**Aim of the task:** Print each item below word for word, leaving out the pictures.

**Extracted records:**
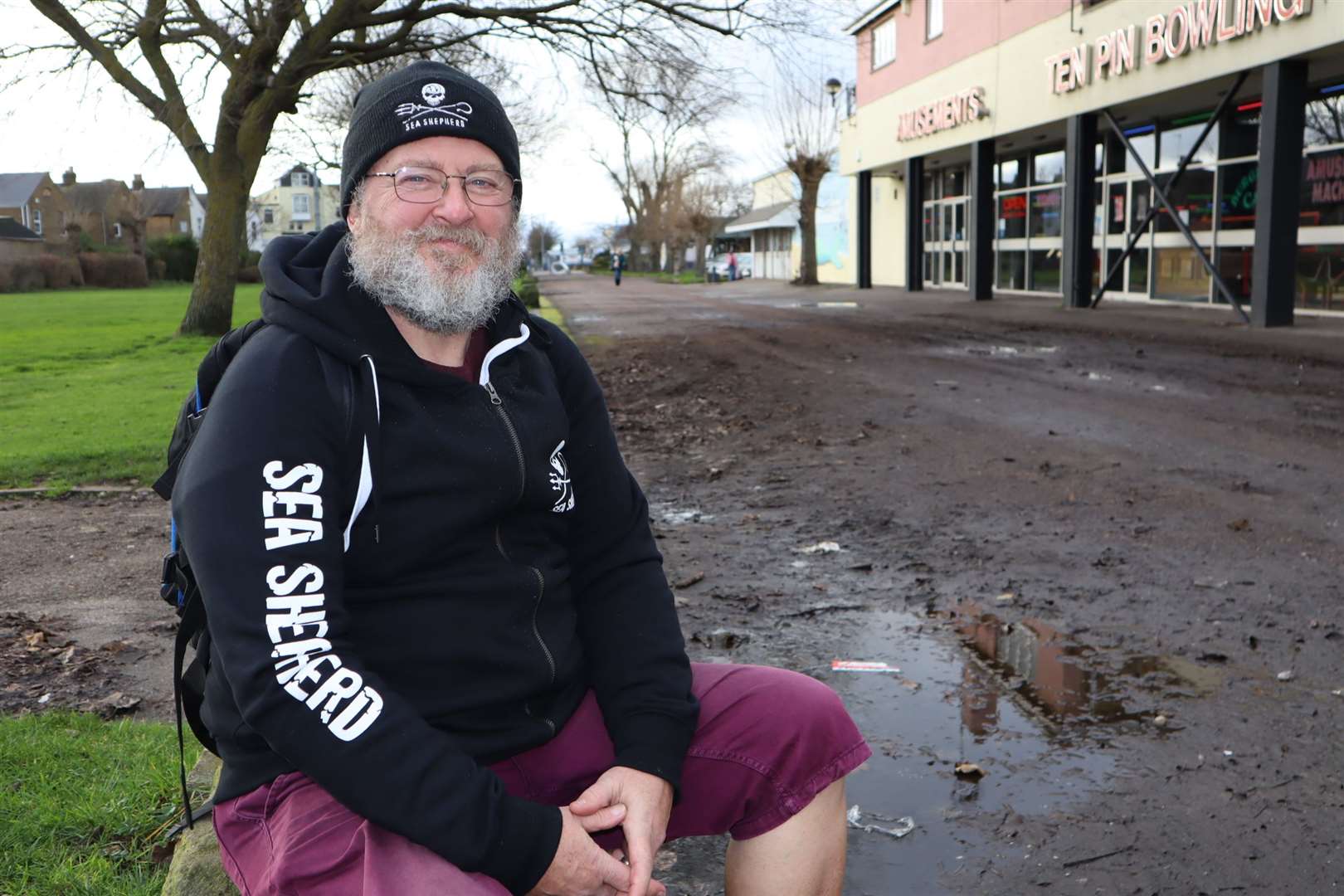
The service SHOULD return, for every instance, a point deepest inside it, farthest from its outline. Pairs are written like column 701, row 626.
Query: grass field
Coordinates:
column 90, row 382
column 84, row 804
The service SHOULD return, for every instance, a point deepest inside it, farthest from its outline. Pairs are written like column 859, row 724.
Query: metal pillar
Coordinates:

**Problem solution:**
The service SHOULD return, for every instance, a point deepest inside it, farthest from its outline. Pairs are written like column 701, row 626.
Query: grass field
Coordinates:
column 90, row 382
column 84, row 804
The service SHOULD return, for every instance, a point deepest inside it, farthest from its outline. Pairs are written like column 859, row 724.
Query: metal pillar
Coordinates:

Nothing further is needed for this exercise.